### Photo-based referring expression data
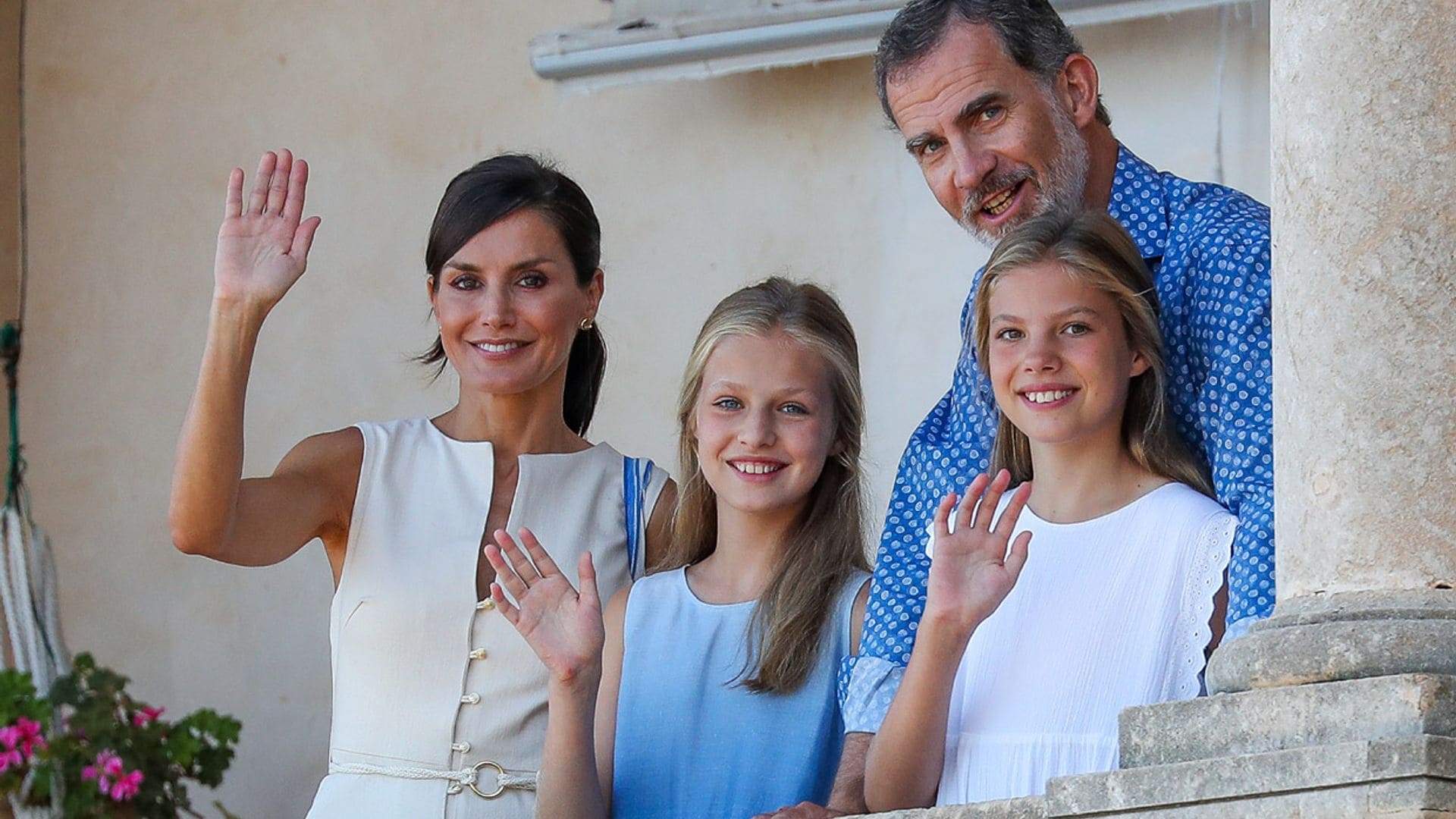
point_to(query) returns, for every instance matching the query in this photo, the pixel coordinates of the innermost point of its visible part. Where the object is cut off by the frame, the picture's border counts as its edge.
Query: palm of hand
(970, 569)
(254, 257)
(973, 569)
(561, 626)
(262, 246)
(564, 627)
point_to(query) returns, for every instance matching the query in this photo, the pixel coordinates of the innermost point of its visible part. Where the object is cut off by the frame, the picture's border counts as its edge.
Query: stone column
(1345, 701)
(1365, 346)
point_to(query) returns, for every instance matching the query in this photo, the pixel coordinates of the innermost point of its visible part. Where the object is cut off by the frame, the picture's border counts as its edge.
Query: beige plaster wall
(136, 111)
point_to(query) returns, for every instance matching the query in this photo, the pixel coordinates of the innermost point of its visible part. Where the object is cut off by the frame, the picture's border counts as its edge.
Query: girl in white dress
(438, 706)
(1022, 667)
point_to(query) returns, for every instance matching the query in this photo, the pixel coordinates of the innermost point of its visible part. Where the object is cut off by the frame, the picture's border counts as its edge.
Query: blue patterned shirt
(1209, 249)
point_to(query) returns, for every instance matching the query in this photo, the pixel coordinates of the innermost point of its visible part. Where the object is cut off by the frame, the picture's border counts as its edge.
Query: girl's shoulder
(1184, 502)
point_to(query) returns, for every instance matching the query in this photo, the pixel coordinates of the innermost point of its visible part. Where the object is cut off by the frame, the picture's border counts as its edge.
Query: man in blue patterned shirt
(1001, 110)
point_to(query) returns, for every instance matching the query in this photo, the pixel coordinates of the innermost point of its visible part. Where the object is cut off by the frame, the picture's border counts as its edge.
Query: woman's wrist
(239, 311)
(582, 681)
(946, 632)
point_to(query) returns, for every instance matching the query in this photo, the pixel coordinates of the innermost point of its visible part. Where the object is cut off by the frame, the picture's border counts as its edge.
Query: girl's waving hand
(971, 569)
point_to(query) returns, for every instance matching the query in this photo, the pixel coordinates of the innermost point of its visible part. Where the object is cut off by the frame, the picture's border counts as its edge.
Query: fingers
(943, 516)
(278, 188)
(986, 509)
(520, 563)
(1017, 558)
(968, 506)
(259, 196)
(503, 604)
(297, 186)
(587, 580)
(544, 563)
(506, 575)
(234, 205)
(303, 240)
(1018, 502)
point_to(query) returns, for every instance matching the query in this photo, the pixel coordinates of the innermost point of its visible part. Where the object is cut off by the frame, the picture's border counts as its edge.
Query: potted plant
(92, 751)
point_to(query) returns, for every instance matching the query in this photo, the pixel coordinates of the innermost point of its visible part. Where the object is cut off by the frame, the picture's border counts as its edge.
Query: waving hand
(971, 570)
(262, 246)
(564, 627)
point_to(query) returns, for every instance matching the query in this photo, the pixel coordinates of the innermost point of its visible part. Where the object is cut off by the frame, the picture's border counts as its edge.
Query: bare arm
(610, 687)
(970, 575)
(261, 251)
(565, 630)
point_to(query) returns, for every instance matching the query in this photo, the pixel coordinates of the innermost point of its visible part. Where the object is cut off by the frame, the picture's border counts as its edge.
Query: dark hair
(488, 193)
(1031, 33)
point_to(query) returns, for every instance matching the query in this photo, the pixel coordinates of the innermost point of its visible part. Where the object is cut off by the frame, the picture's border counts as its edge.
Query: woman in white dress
(1024, 665)
(438, 706)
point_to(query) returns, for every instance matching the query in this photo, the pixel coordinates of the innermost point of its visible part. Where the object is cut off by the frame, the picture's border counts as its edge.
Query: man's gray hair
(1031, 31)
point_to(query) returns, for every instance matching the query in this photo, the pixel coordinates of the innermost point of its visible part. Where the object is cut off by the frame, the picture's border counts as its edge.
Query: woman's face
(509, 306)
(764, 423)
(1059, 357)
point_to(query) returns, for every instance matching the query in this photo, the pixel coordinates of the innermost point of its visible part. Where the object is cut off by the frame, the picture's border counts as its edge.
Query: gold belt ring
(500, 777)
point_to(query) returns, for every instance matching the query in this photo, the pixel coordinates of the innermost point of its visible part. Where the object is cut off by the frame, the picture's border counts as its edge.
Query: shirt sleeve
(946, 452)
(1235, 406)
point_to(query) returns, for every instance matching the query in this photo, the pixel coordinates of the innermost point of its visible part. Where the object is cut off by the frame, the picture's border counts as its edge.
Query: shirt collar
(1138, 203)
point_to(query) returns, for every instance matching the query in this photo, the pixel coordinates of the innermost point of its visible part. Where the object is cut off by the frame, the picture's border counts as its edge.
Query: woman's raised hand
(971, 570)
(564, 627)
(262, 246)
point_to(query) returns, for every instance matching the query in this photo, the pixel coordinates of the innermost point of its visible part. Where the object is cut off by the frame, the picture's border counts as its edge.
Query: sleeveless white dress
(425, 678)
(1107, 614)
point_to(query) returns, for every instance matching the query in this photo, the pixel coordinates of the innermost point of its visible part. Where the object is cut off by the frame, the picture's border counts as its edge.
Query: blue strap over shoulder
(637, 474)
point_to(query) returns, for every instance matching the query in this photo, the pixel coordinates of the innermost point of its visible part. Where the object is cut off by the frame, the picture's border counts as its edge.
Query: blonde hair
(827, 542)
(1098, 253)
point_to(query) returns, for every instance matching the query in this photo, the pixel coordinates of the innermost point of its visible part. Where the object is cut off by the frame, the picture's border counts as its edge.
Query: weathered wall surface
(9, 159)
(136, 111)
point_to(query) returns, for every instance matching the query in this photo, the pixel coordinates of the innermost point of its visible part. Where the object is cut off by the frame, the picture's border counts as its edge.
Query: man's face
(996, 145)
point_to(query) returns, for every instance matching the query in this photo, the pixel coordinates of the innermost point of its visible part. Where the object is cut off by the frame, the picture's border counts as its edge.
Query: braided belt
(465, 777)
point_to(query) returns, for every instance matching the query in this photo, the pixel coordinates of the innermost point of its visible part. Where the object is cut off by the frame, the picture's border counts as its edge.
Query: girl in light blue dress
(710, 689)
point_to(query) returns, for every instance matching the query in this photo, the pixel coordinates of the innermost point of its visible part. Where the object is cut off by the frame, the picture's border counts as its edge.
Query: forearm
(568, 783)
(906, 757)
(848, 795)
(210, 450)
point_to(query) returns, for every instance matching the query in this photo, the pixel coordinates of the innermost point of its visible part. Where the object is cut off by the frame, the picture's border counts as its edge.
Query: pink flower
(30, 736)
(126, 787)
(105, 770)
(19, 741)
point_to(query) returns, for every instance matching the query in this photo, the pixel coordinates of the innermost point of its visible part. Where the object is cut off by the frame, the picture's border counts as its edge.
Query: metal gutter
(695, 47)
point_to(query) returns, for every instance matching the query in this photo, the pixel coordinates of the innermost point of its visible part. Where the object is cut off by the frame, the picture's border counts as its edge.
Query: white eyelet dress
(428, 681)
(1107, 614)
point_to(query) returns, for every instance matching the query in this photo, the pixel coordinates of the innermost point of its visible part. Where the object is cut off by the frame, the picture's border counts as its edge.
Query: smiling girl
(1117, 607)
(711, 689)
(438, 706)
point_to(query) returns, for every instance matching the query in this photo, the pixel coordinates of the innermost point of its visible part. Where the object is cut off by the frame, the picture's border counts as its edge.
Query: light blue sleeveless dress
(689, 741)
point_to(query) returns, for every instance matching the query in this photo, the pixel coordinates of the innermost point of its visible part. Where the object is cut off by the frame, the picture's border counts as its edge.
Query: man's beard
(1060, 191)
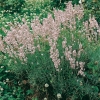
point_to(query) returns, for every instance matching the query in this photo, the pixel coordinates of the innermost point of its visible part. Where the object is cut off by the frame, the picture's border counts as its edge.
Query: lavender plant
(54, 55)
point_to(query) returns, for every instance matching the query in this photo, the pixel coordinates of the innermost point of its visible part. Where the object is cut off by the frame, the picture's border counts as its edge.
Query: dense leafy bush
(11, 5)
(59, 56)
(94, 7)
(61, 3)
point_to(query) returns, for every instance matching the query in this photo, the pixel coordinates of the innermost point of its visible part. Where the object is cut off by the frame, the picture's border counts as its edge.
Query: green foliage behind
(11, 5)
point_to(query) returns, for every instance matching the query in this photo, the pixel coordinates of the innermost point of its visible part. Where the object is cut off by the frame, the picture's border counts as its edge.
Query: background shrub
(11, 5)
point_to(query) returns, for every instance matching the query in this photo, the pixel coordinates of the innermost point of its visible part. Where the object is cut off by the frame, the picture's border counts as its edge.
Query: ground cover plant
(58, 56)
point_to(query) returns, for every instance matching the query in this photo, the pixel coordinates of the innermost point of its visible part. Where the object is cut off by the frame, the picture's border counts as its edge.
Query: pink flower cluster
(20, 40)
(72, 55)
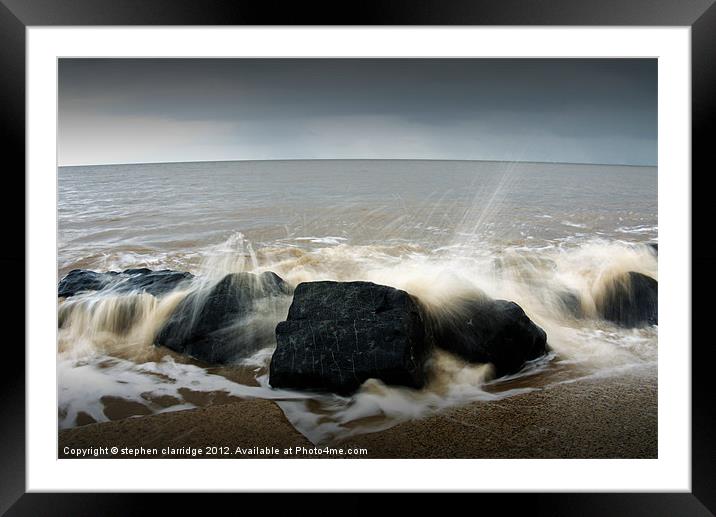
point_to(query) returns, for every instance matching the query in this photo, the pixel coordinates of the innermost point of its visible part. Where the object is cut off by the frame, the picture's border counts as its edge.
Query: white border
(670, 472)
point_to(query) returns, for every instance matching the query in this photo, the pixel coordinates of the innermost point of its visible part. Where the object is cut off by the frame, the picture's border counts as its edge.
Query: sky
(175, 110)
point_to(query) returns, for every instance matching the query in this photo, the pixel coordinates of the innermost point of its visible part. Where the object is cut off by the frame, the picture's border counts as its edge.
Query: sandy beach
(602, 418)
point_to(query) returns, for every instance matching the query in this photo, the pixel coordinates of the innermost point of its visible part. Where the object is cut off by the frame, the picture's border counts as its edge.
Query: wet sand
(604, 418)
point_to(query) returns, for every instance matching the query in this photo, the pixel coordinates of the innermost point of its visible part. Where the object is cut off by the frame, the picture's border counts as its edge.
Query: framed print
(443, 249)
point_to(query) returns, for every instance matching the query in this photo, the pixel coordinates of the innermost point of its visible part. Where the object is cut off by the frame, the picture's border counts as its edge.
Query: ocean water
(519, 231)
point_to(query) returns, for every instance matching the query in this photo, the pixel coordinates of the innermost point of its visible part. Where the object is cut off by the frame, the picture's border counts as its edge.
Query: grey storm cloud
(562, 110)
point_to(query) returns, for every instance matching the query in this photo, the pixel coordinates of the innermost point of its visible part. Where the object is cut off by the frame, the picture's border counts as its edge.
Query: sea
(519, 231)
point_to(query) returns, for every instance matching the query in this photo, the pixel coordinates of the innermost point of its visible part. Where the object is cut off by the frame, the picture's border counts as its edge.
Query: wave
(106, 352)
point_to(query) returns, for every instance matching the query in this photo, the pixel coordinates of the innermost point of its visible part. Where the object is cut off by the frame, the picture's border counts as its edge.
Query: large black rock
(229, 320)
(130, 280)
(339, 334)
(630, 300)
(483, 330)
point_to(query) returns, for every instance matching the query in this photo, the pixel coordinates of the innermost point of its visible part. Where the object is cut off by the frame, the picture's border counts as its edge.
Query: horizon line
(354, 159)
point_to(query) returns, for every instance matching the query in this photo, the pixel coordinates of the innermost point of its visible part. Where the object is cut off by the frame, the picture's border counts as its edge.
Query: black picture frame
(700, 15)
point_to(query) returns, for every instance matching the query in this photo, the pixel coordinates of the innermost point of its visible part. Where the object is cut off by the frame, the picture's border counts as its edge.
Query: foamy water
(524, 232)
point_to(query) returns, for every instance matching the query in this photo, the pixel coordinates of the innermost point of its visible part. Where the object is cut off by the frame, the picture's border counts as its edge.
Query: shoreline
(614, 417)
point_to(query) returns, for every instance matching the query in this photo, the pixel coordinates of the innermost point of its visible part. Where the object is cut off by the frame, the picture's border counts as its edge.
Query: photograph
(357, 258)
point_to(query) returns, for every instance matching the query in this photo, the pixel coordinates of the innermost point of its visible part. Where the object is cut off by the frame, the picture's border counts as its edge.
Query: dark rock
(339, 334)
(81, 280)
(130, 280)
(152, 282)
(228, 320)
(629, 299)
(483, 330)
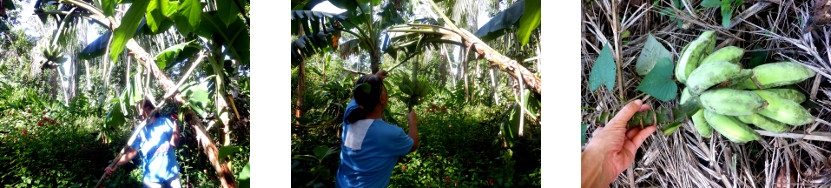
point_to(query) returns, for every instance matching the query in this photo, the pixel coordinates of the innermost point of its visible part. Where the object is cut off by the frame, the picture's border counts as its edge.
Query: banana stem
(660, 116)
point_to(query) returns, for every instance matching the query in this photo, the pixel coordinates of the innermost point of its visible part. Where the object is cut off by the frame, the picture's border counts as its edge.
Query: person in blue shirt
(156, 143)
(371, 146)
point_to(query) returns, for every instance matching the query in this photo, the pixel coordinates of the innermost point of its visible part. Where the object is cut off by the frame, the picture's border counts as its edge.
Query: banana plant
(317, 31)
(214, 30)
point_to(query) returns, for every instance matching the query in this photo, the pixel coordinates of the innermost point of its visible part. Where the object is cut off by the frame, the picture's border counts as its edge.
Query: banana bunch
(415, 90)
(733, 98)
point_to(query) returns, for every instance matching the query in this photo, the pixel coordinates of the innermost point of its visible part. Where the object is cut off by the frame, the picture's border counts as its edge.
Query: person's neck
(376, 114)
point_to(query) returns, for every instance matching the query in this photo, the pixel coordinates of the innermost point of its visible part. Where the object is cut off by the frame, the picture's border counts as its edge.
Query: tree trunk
(375, 58)
(464, 63)
(494, 88)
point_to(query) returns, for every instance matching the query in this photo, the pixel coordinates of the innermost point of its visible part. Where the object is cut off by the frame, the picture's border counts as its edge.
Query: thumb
(619, 121)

### TASK GOAL
With the line containing "Query: person's neck" as the first and the last line above as the final one, copy those lines exactly and no others.

### RESULT OF THIS TASK
Query: person's neck
(376, 114)
point_to(query) returns, for every instance matching the query in this photo, the pixel coordinates of the innermost point of its visible part. Where the object is cut off by the frame, the picture's border counts as its edge.
Query: tree trunk
(375, 58)
(464, 63)
(494, 88)
point_to(query) returns, for every instance matching the query in this photo, the pixel coordinates of the innermost point of its visible part. Where the object is cut off by the frame, the picture's border counts as its edge.
Query: thumb
(619, 121)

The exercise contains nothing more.